SUPPLIED RECORDS

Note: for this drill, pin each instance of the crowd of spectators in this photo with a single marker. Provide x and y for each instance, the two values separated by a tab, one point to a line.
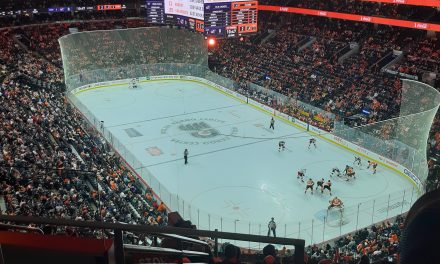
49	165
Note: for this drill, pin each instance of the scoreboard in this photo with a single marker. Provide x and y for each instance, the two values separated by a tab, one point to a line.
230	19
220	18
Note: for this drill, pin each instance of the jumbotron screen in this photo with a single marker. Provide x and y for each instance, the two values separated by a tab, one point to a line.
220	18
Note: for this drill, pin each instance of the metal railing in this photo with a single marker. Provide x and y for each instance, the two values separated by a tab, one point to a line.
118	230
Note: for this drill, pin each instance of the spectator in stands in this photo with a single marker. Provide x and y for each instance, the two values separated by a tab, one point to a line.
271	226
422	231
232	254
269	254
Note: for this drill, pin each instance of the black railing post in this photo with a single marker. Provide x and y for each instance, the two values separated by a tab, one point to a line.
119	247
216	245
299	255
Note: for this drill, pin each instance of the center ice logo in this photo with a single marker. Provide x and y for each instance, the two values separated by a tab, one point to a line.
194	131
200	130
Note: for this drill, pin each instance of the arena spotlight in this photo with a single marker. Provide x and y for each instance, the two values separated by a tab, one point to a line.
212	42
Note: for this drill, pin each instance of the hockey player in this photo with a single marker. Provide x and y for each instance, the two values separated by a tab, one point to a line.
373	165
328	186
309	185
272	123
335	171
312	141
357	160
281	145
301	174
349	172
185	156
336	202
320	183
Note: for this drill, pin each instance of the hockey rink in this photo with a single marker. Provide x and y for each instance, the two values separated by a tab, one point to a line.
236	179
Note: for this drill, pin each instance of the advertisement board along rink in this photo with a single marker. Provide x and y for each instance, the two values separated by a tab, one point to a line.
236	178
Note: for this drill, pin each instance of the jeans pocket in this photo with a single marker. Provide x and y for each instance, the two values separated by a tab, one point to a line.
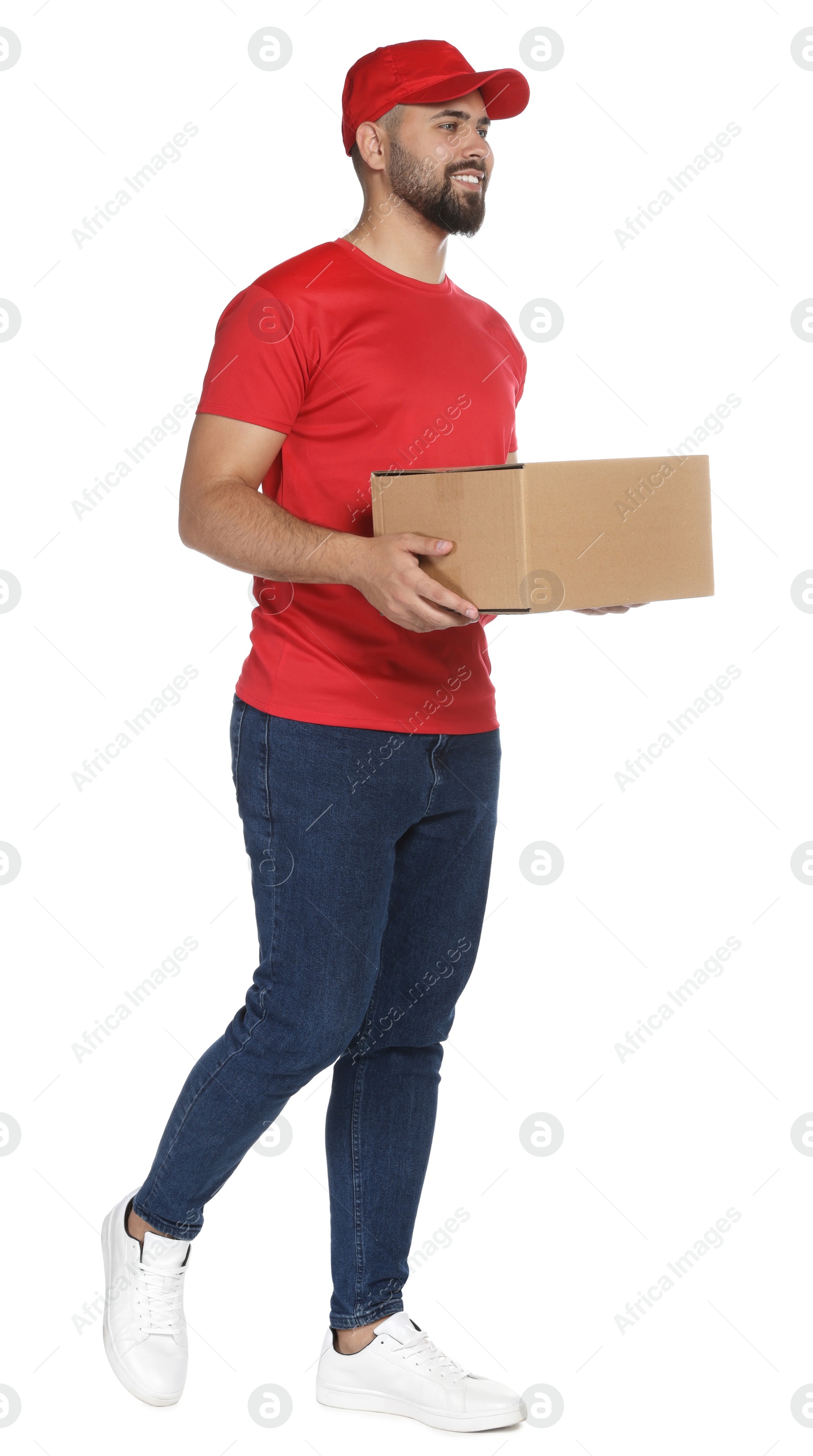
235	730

EXERCISE
Nothing but an exact copy of the data, without pictures, should be returned.

YOUR SOLUTION
Note: for this drill, pin each instance of the crowd of spectators in this photo with a single marker. Provide x and y for each instance, the two values separated by a tab, one point to a line.
49	165
Note: for this drill, pin each instance of the scoreboard in this photo with a single marker. Provide x and y for each instance, the two values separated by a tab, one point to a line.
230	19
220	18
Note: for this drill, pin each instance of the jumbotron screen in this photo with a single marker. Provide x and y for each instance, the two values separated by a tab, one point to a line.
220	18
Note: for this drill, pin each instance of the metal railing in this photo with a single marker. Provide x and y for each instance, the two values separated by a tab, one point to a line.
118	230
Note: for this drill, pin each instance of the spectator in stands in this photo with a single marker. Provide x and y for each instance, the two values separated by a tab, one point to a line.
271	226
422	231
232	254
269	254
Note: for this drill, pin each instance of the black railing post in this photo with a single marker. Provide x and y for each instance, the two values separated by a tab, one point to a line.
119	247
216	245
299	255
Note: for this drill, pin each instance of the center ice logo in this photo with a single marker. Provide x and y for each instance, the two values separated by a tab, one point to a line.
194	131
200	130
Note: for this drill, pin each instance of the arena spotlight in this photo with a single marker. Provide x and y for each instance, the two values separated by a tab, one point to a line.
212	42
Note: for this drill, pin each instance of the hockey player in this photo with a single marker. Provide x and y for each instance, the two values separated by a tab, one point to a line.
373	165
328	186
309	185
272	123
335	171
312	141
357	160
281	145
301	174
349	172
185	156
336	202
320	183
Note: for this drill, pin each instance of the hockey rink in this photo with a single marker. Provide x and y for each instance, the two values separated by a tab, one point to a line.
236	179
Note: for this drill, pin each instance of the advertisement board along rink in this photo with a single marker. Provide x and y for each instance, the two values separated by a tab, one point to a line.
236	178
Note: for this drill, pin each instance of the jeans pocket in this photo with a single marker. Provide x and y for each instance, the two values separated by a tab, one point to a line.
235	730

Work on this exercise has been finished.